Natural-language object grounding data
-*-
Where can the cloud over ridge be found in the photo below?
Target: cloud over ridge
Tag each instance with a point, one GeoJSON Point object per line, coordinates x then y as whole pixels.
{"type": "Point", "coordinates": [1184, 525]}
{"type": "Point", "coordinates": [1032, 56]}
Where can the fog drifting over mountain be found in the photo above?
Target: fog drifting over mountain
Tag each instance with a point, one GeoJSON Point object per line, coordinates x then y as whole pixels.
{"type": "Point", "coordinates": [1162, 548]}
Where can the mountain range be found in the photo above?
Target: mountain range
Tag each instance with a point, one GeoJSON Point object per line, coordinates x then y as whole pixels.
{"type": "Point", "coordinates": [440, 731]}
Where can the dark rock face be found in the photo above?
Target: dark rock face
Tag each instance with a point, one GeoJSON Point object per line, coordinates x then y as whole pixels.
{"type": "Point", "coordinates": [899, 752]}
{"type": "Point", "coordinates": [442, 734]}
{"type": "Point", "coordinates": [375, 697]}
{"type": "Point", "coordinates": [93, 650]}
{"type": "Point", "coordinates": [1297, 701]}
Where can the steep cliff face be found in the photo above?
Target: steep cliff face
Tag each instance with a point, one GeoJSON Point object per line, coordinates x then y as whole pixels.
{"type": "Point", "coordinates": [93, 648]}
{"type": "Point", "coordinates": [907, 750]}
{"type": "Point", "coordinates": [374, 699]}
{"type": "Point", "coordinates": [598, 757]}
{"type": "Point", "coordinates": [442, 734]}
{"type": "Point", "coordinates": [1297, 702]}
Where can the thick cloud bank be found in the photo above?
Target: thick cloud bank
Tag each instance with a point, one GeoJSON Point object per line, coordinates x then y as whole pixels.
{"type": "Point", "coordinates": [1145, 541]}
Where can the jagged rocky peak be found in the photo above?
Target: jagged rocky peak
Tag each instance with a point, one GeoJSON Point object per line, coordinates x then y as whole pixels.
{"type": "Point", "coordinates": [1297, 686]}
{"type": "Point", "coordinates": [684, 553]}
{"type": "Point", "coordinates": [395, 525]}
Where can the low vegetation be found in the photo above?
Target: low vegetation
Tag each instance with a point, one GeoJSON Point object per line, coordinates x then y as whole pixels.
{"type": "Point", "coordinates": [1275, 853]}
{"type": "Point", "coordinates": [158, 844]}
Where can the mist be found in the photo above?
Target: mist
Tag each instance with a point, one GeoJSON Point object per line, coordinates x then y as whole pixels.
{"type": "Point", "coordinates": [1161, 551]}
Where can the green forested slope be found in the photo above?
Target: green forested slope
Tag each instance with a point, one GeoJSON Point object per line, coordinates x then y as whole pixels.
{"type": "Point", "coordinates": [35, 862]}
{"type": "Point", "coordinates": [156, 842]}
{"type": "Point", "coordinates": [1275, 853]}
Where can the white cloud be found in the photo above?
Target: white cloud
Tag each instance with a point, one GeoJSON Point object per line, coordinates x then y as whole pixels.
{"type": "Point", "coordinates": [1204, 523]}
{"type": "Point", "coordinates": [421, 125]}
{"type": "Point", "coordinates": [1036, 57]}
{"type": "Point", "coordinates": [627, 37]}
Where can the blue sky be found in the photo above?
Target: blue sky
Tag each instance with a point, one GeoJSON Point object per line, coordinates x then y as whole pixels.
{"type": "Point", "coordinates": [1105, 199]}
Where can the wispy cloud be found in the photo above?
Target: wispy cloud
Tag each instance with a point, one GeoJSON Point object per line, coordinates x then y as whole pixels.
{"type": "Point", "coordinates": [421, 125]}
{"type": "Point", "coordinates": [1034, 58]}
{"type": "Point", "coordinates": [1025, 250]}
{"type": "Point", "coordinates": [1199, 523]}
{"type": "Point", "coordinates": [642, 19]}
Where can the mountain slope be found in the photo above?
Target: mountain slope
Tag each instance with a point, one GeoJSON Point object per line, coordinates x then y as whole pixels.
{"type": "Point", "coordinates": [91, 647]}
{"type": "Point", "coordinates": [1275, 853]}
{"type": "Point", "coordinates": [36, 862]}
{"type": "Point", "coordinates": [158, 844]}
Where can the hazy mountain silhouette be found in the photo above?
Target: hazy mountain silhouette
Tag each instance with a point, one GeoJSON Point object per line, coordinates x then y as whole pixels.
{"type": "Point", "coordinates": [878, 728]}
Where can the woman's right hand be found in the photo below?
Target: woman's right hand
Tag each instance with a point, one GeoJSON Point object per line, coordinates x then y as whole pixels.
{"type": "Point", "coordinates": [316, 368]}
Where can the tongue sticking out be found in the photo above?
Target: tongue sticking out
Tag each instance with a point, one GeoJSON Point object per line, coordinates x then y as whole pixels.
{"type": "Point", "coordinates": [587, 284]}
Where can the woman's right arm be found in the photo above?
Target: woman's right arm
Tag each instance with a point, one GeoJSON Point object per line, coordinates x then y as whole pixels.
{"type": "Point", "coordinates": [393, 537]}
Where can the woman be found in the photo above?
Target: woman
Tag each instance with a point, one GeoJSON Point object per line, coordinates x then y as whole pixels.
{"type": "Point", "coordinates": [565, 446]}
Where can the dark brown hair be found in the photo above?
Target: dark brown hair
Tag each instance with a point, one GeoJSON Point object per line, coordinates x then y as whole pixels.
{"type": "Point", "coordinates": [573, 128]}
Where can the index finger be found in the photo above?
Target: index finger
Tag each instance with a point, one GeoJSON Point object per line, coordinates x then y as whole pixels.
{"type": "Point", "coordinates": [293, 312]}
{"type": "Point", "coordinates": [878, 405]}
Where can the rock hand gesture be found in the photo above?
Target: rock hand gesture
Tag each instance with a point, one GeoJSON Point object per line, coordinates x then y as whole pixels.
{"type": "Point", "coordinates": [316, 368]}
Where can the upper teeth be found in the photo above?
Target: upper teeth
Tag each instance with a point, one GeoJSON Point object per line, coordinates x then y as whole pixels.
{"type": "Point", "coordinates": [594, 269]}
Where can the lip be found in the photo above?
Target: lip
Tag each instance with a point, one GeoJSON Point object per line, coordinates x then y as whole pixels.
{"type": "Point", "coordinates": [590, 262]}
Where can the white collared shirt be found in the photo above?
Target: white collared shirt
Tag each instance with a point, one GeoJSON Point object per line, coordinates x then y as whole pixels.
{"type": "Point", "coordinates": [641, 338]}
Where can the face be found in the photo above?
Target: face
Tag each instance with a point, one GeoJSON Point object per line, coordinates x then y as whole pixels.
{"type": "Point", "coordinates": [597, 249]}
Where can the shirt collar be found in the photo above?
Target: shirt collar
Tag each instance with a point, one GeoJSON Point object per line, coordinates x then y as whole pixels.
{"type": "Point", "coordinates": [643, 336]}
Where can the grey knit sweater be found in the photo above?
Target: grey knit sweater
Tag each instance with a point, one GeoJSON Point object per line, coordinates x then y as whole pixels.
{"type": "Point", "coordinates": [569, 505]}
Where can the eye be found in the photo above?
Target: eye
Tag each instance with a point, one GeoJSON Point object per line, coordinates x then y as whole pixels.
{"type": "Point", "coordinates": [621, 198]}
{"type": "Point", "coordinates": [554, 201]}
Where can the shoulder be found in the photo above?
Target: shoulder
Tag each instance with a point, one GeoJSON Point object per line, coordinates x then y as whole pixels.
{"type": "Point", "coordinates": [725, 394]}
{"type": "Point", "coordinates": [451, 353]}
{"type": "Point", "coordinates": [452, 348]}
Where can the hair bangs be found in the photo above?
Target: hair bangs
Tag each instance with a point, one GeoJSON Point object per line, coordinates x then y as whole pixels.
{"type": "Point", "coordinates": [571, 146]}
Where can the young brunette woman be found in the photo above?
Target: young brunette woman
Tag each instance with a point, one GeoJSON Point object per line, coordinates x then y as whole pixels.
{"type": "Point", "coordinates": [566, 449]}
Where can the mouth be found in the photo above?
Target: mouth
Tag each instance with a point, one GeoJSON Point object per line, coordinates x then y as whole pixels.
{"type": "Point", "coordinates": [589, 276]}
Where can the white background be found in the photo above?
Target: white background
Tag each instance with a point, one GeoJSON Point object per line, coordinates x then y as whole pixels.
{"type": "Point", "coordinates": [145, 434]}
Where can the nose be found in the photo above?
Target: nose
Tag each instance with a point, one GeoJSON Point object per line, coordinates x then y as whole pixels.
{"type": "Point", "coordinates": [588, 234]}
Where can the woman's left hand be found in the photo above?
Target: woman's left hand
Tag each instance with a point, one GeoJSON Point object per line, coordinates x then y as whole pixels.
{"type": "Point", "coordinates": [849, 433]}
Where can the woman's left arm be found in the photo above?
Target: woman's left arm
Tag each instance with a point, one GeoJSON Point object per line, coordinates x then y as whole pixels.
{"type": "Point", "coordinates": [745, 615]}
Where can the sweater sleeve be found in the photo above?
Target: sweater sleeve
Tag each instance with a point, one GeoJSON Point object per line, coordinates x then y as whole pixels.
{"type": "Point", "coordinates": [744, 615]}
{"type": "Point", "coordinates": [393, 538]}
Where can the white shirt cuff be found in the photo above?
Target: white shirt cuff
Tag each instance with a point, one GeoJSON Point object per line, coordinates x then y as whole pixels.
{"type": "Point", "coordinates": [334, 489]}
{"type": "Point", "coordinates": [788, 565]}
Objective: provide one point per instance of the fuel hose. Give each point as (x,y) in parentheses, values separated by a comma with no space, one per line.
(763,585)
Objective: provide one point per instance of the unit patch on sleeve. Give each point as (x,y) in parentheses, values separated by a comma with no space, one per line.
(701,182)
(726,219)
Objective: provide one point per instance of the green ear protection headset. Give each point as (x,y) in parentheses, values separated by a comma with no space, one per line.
-*-
## Your assignment
Count the lines in the records that contain the word "teeth", and give only that number.

## Answer to the exercise
2